- Tugas A
Tuliskan kembali seluruh kutipan tentang Calvin sebagai pengkhotbah firman ini tanpa mengubah apa pun.

- Kutipan Teks
▼▼▼

Kehidupan Seorang Pengkhotbah

Bagaimanakah kehidupan Calvin dapat dinilai? Apakah kualitas yang penting dari apa yang telah dikerjakan dalam hidupnya? Dari sekian banyak teladan yang ditinggalkannya, kita tidak mungkin boleh melupakan fakta bahwa Calvin adalah seorang pengkhotbah firman Tuhan. Sebagai pengkhotbah firman, kita tidak mungkin boleh melewatkan kesempatan untuk belajar bagaimana dia melihat Alkitab. Apakah gunanya seseorang mempelajari Alkitab?

Dalam Efesus 4, Paulus memberikan fokus pelayanan kepada pertumbuhan tubuh Kristus. Ini juga yang dilihat oleh Calvin sebagai tujuan seseorang merumuskan pengertian theologis yang konsisten dalam mempelajari Alkitab. Bagi Calvin, theologi adalah untuk membangun komunitas orang-orang suci.[1] Mempelajari Alkitab, mengerti ajaran Alkitab secara konsisten, dan mengetahui rahasia yang terkandung dibaliknya (kalau boleh kita sebut rahasia…) mempunyai tujuan untuk membangun tubuh Kristus. Alkitab tidak berguna untuk memberikan berkat, penghiburan, pengajaran, dan lain sebagainya untuk “saya” jikalau “saya” ini tidak membuat tubuh Kristus bertumbuh. Seseorang yang mencintai Alkitab tidak dipanggil Tuhan untuk tinggal dalam kamar paling tinggi di sebuah menara di mana jalan masuk dan keluar satu-satunya adalah rambut panjang yang dijulurkan dari jendela.

▲▲▲

- Tugas B
Laporkan setiap baris dari entri di bawah yang memuat kata "shear", dengan membedakan huruf besar dan huruf kecil.

(Entri data tersimpan)

▼▼▼

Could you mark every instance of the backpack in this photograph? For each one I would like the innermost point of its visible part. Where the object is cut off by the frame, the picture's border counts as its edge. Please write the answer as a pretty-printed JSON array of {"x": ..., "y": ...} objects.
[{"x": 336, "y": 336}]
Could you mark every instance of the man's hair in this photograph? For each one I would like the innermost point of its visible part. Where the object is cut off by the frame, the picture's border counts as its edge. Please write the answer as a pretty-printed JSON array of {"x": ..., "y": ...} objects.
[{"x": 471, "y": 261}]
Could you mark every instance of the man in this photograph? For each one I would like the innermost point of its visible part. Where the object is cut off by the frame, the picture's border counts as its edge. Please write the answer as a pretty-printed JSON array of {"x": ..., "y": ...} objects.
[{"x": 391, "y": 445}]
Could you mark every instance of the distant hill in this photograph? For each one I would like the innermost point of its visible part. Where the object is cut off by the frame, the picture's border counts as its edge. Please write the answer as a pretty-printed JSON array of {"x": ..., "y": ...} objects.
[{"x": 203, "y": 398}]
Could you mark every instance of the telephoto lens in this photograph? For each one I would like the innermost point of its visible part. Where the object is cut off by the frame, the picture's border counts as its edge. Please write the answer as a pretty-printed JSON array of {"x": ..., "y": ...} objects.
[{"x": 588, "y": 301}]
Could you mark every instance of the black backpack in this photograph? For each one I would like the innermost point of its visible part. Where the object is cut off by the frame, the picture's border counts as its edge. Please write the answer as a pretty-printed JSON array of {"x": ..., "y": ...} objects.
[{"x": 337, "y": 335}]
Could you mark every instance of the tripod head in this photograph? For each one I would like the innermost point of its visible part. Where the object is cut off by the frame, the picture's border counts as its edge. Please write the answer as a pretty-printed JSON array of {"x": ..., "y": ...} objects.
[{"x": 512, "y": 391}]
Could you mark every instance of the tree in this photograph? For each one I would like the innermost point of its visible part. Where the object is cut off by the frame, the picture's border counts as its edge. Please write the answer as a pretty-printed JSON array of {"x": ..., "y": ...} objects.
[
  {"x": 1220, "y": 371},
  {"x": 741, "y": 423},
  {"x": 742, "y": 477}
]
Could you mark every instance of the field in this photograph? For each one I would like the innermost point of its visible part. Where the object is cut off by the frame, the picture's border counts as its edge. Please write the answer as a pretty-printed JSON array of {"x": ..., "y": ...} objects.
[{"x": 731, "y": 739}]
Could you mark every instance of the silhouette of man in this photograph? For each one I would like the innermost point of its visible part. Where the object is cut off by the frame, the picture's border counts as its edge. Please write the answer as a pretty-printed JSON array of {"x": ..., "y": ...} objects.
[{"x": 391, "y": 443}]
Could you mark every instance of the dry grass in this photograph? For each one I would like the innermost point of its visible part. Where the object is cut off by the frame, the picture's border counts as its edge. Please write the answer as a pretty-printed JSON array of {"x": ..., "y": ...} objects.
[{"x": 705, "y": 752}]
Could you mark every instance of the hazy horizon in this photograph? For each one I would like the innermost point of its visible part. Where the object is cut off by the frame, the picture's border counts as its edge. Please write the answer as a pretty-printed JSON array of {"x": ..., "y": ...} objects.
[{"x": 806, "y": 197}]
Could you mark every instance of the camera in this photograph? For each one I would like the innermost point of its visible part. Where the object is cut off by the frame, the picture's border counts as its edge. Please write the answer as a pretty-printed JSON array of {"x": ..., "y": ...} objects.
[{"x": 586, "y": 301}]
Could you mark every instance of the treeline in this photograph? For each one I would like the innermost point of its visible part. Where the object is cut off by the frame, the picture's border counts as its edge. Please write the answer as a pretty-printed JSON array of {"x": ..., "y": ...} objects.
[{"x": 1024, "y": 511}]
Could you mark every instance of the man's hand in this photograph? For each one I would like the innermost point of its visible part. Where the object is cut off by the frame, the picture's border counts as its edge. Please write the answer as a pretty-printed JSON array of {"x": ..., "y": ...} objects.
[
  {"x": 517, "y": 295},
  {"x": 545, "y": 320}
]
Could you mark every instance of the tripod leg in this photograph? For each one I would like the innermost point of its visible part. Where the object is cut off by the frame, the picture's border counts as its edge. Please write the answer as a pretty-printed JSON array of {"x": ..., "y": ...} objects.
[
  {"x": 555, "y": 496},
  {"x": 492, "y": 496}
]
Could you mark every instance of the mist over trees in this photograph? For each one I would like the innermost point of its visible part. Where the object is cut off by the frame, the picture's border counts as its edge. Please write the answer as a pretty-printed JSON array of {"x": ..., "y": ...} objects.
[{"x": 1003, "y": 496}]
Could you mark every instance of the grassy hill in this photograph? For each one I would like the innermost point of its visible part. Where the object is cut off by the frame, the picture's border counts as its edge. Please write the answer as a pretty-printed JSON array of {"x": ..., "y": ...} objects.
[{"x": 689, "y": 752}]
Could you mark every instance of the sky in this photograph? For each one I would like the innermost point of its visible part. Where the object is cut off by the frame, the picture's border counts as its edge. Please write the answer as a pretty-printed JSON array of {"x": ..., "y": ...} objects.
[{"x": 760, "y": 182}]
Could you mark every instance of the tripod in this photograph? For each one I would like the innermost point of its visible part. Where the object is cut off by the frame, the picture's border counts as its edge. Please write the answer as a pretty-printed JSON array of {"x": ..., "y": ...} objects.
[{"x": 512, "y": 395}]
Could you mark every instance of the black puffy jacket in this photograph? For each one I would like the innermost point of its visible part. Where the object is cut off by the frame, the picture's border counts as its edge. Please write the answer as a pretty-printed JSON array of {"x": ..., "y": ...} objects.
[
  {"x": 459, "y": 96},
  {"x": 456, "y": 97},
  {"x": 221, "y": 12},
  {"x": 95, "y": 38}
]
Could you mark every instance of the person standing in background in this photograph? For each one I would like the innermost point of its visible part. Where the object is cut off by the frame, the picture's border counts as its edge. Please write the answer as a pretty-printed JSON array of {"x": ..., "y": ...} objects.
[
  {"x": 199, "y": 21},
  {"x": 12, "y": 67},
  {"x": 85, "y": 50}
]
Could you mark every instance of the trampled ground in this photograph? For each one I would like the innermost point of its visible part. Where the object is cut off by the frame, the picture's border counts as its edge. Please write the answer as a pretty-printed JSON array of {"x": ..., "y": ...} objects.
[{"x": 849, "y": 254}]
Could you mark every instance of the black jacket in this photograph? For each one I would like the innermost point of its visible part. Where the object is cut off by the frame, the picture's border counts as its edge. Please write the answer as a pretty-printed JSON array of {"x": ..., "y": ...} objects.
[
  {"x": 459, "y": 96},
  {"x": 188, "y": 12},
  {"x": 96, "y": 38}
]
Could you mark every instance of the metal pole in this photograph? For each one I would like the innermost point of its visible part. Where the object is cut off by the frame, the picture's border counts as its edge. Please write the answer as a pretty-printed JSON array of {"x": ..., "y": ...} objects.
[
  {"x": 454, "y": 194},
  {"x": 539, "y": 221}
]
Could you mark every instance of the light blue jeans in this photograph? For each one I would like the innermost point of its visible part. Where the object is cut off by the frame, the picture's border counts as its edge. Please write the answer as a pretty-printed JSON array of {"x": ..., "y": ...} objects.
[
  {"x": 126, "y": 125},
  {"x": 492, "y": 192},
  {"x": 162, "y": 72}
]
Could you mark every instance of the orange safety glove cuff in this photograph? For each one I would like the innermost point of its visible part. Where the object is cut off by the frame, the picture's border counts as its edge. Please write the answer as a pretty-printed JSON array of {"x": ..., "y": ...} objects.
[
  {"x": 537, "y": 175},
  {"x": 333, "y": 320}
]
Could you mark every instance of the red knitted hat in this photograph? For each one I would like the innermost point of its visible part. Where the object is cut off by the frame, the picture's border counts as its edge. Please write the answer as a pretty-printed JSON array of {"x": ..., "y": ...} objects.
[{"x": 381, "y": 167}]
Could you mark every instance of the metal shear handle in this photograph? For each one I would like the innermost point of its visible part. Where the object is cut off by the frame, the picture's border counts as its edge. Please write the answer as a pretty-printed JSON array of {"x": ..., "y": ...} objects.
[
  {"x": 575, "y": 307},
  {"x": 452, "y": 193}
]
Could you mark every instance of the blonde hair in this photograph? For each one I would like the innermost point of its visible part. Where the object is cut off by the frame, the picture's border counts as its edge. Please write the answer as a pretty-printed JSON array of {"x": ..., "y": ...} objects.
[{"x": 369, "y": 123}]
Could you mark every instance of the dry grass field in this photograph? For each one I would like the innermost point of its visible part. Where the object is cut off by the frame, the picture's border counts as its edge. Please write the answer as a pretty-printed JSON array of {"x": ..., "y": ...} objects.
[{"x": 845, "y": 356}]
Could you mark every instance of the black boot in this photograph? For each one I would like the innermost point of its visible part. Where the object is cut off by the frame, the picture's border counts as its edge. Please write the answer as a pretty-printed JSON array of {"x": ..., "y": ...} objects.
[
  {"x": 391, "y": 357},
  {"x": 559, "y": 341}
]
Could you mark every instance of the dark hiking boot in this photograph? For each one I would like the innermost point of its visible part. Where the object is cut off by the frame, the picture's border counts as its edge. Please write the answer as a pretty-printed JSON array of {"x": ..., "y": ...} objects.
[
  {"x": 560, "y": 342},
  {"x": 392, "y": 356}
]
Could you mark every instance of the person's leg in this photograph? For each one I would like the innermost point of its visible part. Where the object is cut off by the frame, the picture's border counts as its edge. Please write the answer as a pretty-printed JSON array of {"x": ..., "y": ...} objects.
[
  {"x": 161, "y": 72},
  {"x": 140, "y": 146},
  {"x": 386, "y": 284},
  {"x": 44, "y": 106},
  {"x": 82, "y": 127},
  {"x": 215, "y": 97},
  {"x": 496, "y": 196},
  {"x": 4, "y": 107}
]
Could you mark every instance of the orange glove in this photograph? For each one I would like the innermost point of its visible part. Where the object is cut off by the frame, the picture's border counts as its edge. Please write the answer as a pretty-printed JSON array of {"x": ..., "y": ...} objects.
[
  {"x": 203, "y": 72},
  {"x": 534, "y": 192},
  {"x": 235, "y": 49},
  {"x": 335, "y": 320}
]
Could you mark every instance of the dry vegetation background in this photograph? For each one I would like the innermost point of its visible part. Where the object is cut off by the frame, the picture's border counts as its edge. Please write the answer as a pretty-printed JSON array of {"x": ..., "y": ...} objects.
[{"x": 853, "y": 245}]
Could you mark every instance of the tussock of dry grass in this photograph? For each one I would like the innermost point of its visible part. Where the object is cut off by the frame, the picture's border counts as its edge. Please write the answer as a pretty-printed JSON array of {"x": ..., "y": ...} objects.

▲▲▲

- Keluaran Lengkap A
Kehidupan Seorang Pengkhotbah

Bagaimanakah kehidupan Calvin dapat dinilai? Apakah kualitas yang penting dari apa yang telah dikerjakan dalam hidupnya? Dari sekian banyak teladan yang ditinggalkannya, kita tidak mungkin boleh melupakan fakta bahwa Calvin adalah seorang pengkhotbah firman Tuhan. Sebagai pengkhotbah firman, kita tidak mungkin boleh melewatkan kesempatan untuk belajar bagaimana dia melihat Alkitab. Apakah gunanya seseorang mempelajari Alkitab?

Dalam Efesus 4, Paulus memberikan fokus pelayanan kepada pertumbuhan tubuh Kristus. Ini juga yang dilihat oleh Calvin sebagai tujuan seseorang merumuskan pengertian theologis yang konsisten dalam mempelajari Alkitab. Bagi Calvin, theologi adalah untuk membangun komunitas orang-orang suci.[1] Mempelajari Alkitab, mengerti ajaran Alkitab secara konsisten, dan mengetahui rahasia yang terkandung dibaliknya (kalau boleh kita sebut rahasia…) mempunyai tujuan untuk membangun tubuh Kristus. Alkitab tidak berguna untuk memberikan berkat, penghiburan, pengajaran, dan lain sebagainya untuk “saya” jikalau “saya” ini tidak membuat tubuh Kristus bertumbuh. Seseorang yang mencintai Alkitab tidak dipanggil Tuhan untuk tinggal dalam kamar paling tinggi di sebuah menara di mana jalan masuk dan keluar satu-satunya adalah rambut panjang yang dijulurkan dari jendela.

- Keluaran Lengkap B
Could you mark every instance of the metal shear handle in this photograph? For each one I would like the innermost point of its visible part. Where the object is cut off by the frame, the picture's border counts as its edge. Please write the answer as a pretty-printed JSON array of {"x": ..., "y": ...} objects.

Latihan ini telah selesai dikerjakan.